***** RECORDED INFORMATION *****
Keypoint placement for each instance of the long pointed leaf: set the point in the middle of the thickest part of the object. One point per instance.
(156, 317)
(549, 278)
*****
***** RECORDED INFORMATION *****
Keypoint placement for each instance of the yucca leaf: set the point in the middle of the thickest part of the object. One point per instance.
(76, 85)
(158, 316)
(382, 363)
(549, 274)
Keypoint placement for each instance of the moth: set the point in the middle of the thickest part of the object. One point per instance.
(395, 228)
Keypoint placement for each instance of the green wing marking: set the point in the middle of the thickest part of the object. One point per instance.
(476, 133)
*****
List every line in the records that contains the word "leaf".

Keypoint placement for each instance of the long pointed leaf: set the point in the middle of the thickest part of the object. One point per instance.
Keypoint placement for each instance of the yucca leaf: set the point in the middle of the thickest part of the object. One point per instance.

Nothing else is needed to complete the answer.